=== EXCERPT ===
[start]

# The Invisible Man



## drzeus (Sep 11, 2010)

Hey spookmaster, did some research and came up with this
http://www.allmusic.com/album/id-music-r51062
Third Rail
Invisible Man
1967

Cant seem to find a download, a sample or even lyrics anywhere .
Maybe iTunes would have it (I don't do Apple stuff).

DrZeus


----------



## Spookmaster (Sep 27, 2008)

thanks doc.....couldn't find anything either, but would guess its not the same song...this song has more of a novelty tune about it than "serious" music.

lyrics are something like this - "my friend see out dining all alone, they see right through my boyfriend"....I'll have to keep searching...

Spookmaster


----------



## Spookmaster (Sep 27, 2008)

actually...found it!

It was entitled "My Invisible Man"....no clue as to the singer or year it was released....

If you'd care to leave your email - if you're that curious...I'll send it to you.


----------



## Dinosaur1972 (Mar 28, 2007)

Here you go ... Hans Conried and Alice Pearce - Monster Rally from 1959. It's zipped up with the rest of the album, sorry about that, but should be a somewhat quick download for you.


----------



## DarkManDustin (Jun 30, 2011)

Alice Pierce.


----------



## Spookmaster (Sep 27, 2008)

Thank you SO much...that was exactly the tune.....


Spookmaster


----------

[end]

=== GIVEN RECORDS ===
[start]

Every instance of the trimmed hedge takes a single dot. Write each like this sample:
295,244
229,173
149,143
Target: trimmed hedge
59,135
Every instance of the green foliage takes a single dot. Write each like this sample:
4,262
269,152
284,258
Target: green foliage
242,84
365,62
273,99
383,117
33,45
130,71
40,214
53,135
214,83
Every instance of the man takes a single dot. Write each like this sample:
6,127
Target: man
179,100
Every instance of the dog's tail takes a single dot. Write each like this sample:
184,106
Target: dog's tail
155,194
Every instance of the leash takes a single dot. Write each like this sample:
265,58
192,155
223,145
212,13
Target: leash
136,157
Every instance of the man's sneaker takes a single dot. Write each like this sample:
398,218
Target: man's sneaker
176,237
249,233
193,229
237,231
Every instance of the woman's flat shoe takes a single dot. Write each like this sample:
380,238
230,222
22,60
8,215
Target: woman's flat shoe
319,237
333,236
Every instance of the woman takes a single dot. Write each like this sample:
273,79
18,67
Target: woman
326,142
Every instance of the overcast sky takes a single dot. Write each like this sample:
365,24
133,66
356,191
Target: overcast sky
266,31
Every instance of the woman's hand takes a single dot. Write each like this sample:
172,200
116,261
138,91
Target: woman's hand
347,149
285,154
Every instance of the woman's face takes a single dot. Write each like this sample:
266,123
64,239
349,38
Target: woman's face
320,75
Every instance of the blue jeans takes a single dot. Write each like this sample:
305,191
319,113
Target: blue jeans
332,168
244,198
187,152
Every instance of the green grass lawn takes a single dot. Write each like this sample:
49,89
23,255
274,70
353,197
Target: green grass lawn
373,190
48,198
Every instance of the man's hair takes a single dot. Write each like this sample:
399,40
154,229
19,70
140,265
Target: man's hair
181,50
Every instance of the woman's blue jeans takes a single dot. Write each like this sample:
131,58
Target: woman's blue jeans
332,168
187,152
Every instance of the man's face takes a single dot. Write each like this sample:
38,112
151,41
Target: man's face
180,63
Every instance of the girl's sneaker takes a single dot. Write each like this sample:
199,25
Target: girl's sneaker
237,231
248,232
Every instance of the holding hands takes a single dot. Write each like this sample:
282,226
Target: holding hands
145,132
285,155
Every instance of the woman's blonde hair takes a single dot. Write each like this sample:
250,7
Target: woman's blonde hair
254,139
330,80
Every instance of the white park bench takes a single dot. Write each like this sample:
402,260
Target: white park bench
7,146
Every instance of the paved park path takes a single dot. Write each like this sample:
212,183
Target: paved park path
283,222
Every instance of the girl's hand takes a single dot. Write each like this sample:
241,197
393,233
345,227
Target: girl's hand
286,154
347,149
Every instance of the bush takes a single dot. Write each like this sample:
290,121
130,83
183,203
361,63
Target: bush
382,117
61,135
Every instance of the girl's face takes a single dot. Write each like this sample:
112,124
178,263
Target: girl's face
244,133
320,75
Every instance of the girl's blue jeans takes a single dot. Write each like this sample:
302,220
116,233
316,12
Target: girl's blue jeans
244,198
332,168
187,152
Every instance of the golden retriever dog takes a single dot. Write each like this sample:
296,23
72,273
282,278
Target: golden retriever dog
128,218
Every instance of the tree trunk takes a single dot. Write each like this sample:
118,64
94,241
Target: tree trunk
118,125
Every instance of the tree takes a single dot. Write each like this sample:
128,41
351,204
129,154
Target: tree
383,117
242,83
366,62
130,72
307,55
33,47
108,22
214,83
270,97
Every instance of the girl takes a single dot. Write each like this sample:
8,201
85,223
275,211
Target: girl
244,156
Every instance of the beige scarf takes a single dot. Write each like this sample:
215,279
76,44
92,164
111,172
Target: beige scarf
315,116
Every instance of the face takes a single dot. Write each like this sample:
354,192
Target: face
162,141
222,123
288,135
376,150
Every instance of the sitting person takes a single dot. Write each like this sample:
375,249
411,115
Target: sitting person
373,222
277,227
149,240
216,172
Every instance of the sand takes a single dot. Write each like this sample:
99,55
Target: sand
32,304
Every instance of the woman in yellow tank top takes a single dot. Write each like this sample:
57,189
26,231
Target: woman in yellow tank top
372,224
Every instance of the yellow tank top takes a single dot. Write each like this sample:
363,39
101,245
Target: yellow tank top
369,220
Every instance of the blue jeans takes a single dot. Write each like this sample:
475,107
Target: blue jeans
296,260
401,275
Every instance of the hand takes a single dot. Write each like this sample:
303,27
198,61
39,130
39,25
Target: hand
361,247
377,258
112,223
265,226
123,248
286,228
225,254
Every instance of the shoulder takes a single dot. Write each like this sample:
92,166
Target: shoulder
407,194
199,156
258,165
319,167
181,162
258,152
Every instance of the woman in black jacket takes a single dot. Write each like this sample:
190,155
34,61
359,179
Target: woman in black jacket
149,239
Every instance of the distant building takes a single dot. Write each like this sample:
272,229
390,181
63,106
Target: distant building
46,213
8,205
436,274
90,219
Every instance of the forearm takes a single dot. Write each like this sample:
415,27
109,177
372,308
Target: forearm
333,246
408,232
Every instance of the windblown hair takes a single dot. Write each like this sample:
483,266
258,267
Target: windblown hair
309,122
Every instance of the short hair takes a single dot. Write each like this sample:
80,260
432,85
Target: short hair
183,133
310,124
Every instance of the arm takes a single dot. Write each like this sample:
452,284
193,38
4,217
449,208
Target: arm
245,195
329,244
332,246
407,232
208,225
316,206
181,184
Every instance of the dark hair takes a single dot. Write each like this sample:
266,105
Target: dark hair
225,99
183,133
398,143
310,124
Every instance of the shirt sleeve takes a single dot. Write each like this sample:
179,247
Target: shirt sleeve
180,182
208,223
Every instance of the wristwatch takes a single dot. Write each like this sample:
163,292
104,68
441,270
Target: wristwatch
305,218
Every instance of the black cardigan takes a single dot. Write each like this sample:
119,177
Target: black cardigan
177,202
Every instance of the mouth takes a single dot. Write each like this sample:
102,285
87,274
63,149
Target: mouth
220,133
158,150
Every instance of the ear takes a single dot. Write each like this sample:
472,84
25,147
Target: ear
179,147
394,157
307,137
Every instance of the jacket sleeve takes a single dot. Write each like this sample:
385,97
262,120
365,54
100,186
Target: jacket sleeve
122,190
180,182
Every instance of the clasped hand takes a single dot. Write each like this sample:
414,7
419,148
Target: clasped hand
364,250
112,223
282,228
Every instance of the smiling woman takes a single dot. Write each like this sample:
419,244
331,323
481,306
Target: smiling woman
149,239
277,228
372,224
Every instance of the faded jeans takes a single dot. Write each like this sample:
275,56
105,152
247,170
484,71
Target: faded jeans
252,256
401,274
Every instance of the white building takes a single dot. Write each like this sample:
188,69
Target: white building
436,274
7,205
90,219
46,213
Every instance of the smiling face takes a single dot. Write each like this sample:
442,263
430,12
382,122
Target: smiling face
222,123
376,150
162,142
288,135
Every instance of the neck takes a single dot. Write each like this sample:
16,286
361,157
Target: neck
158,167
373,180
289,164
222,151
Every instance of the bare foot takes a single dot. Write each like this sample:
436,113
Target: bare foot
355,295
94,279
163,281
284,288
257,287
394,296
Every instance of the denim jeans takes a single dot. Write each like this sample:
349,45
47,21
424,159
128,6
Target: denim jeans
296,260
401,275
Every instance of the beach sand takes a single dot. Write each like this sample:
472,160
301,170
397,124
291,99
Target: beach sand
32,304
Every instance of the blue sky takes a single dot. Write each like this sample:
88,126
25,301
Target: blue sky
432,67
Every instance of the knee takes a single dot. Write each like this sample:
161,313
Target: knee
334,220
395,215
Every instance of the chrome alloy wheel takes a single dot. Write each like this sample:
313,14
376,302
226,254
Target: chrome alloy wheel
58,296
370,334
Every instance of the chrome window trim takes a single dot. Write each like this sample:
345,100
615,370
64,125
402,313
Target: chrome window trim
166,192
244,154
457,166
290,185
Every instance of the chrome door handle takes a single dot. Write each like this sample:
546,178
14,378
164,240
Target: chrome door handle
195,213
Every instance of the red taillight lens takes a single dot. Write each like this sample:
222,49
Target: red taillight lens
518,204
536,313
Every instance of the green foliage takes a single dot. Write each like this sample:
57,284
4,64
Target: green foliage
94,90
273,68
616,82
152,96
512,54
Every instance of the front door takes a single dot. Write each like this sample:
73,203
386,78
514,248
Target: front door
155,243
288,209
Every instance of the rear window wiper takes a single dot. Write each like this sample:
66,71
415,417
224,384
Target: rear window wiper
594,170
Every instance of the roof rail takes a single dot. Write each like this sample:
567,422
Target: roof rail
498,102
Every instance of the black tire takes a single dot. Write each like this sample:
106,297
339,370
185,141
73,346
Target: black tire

[end]

=== REQUIRED ACTIONS ===
(1) According to the Invisible Man thread, what title did the song that Spookmaster found have?
(2) Repeat the passage of the Invisible Man thread that starts at "thanks doc.....couldn't find" and ends at "actually...found it!".

=== EXERCISE SOLUTIONS ===
(1) "My Invisible Man"

(2)
thanks doc.....couldn't find anything either, but would guess its not the same song...this song has more of a novelty tune about it than "serious" music.

lyrics are something like this - "my friend see out dining all alone, they see right through my boyfriend"....I'll have to keep searching...

Spookmaster


----------



## Spookmaster (Sep 27, 2008)

actually...found it!